Dataset records about object locations
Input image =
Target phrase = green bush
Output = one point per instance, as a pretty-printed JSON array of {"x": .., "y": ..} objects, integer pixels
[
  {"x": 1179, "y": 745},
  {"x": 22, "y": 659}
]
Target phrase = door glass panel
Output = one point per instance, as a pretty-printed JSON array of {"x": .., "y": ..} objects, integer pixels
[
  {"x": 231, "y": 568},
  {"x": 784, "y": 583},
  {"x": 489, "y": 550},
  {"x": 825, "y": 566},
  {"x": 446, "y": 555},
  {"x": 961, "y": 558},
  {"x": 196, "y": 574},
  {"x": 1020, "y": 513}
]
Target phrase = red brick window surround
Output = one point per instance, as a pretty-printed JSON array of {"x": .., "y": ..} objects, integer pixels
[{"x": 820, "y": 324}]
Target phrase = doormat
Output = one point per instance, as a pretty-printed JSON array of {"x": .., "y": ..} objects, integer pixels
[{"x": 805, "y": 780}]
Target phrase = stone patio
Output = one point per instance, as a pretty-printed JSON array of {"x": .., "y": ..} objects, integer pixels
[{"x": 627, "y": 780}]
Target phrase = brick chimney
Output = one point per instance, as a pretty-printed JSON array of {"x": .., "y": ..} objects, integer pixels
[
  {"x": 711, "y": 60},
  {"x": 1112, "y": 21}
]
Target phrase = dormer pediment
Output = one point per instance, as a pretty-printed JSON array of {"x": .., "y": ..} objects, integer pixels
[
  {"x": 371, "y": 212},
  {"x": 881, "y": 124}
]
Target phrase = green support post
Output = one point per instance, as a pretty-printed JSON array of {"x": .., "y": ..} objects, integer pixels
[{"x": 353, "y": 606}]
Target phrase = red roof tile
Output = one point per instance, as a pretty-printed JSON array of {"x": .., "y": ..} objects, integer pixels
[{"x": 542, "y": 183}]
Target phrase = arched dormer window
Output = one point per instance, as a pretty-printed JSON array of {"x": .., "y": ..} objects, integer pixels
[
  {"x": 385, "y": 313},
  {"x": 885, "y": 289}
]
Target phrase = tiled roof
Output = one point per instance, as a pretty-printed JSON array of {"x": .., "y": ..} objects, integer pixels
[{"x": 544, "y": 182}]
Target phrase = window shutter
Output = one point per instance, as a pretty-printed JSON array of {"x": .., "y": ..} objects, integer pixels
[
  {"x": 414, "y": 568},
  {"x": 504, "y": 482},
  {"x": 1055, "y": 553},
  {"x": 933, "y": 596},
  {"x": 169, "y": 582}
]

**Problem:** Copy the lines of the records above word for word, starting at the line that contains "Target phrase = arched dormer window" and continuing through the end of the records.

**Output below:**
Target phrase = arched dormer window
Output = one point per instance, as a pretty-printed JSON array of {"x": .., "y": ..} objects, integer pixels
[
  {"x": 385, "y": 313},
  {"x": 885, "y": 289}
]
Target phrase = tiled roof
Output = one point per instance, as a pretty-printed JSON array of {"x": .., "y": ..} objects, integer pixels
[{"x": 544, "y": 182}]
Target phrase = window shutter
Output = one point per instance, as a pretty-printed JSON array of {"x": .., "y": ..} objects, integer pixels
[
  {"x": 414, "y": 568},
  {"x": 504, "y": 482},
  {"x": 1055, "y": 553},
  {"x": 933, "y": 596},
  {"x": 169, "y": 582}
]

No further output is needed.